Try it = Lines from the one containing "[ ] integer" through the final line of the records are the only ones to copy, and each must match exactly.

[Point-per-instance localization data]
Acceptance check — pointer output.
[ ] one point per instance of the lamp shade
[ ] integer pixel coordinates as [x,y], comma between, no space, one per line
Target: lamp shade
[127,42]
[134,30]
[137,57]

Solution for this problem =
[ ] integer pixel coordinates as [x,y], comma between, no space, one per line
Target: lamp shade
[127,42]
[134,30]
[137,57]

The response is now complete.